-  Valeria Cianciolo  -  27/03/2017

La voltura catastale non comporta accettazione tacita di eredità- di Valeria Cianciolo

Nota a Tribunale di Torino, ordinanza 7 marzo 2017

La presentazione della domanda di voltura comporta o meno accettazione tacita ai sensi dell'art. 476 cod. civ.?

Secondo il Tribunale di Torino: "Trattandosi di un atto legalmente dovuto, la cui inosservanza è formalmente sanzionata, la voltura catastale non può essere ricondotta all"alveo degli atti di accettazione tacita di eredità, dal momento che questi ultimi presuppongono un comportamento concludente, da parte del chiamato, la cui esecuzione deve essere rimessa al suo libero arbitrio."

In linea di principio, si ha accettazione tacita ogniqualvolta il chiamato compia un atto che presupponga "necessariamente la sua volontà di accettare e che egli non avrebbe il diritto di fare se non nella qualità di erede" e la norma in esame indica come debba atteggiarsi il comportamento del chiamato per far si che vi sia inequivocabilmente accettazione. Come è stato precisato, l"accettazione tacita si ha per effetto della esplicazione "di una personale attività dell"interessato che ponga in essere un qualche atto di disposizione incompatibile con la volontà di rinunciare e che egli non avrebbe avuto il diritto di fare se non in quanto erede".

Preliminarmente, risulta opportuno chiarire che la voltura catastale rappresenta la rilevazione relativa alle mutazioni concernenti gli intestatari dei beni censiti nel catasto. La voltura catastale deve essere obbligatoriamente presentata, ogni qualvolta si verifichi un trasferimento, tramite atto pubblico o scrittura privata autenticata, avente ad oggetto la proprietà o altro diritto reale limitato di un bene immobile che sia censito presso l'Ufficio del Territorio, nonché quando si realizza un trasferimento, ai sensi dell'art. 31 del d.legis. 346/1990 (Testo Unico sull'imposta delle successioni e donazioni), in caso di successione mortis causa, da coloro che sono tenuti alla presentazione della denuncia di successione. Il termine per eseguire la voltura è di trenta giorni dalla avvenuta registrazione degli atti o dalla presentazione della denuncia di cui si è detto.

- Dati
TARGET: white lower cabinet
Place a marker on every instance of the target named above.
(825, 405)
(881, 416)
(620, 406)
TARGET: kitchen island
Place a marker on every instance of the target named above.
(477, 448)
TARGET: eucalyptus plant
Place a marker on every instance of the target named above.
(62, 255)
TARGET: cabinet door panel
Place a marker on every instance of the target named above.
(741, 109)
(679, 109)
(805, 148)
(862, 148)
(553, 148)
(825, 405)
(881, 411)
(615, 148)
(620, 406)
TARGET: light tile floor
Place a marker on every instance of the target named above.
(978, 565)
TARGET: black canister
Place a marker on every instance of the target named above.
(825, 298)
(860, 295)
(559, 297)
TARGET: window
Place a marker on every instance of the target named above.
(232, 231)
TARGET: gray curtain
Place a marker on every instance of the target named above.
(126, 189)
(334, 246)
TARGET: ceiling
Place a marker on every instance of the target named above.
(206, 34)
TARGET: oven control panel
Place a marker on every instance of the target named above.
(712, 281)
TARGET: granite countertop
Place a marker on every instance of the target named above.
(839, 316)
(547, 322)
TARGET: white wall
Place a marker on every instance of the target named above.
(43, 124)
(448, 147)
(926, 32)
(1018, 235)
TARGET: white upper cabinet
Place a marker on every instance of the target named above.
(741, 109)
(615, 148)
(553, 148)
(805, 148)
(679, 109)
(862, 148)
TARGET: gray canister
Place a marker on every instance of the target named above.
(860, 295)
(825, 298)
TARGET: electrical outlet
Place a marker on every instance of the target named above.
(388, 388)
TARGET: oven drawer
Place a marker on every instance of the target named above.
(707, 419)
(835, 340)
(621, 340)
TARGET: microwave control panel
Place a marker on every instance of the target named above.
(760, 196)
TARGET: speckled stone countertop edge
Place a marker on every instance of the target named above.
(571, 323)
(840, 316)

- Compito scritto A
Modifica il brano sulla voltura catastale. Riporta la parte che si apre con le parole "-  Valeria Cianciolo" e si chiude con "476 cod. civ.?", mettendo "trascrizione" al posto di "voltura".
- Compito scritto B
Secondo il brano sulla voltura catastale, per quale motivo il Tribunale di Torino esclude che la voltura catastale valga come accettazione tacita di eredità?

- Risposta completa A
-  Valeria Cianciolo  -  27/03/2017

La trascrizione catastale non comporta accettazione tacita di eredità- di Valeria Cianciolo

Nota a Tribunale di Torino, ordinanza 7 marzo 2017

La presentazione della domanda di trascrizione comporta o meno accettazione tacita ai sensi dell'art. 476 cod. civ.?

- Risposta completa B
Il Tribunale la esclude perché la voltura catastale è un atto legalmente dovuto, e la sua inosservanza è formalmente sanzionata. Gli atti di accettazione tacita presuppongono invece un comportamento concludente del chiamato, e la loro esecuzione deve essere rimessa al suo libero arbitrio.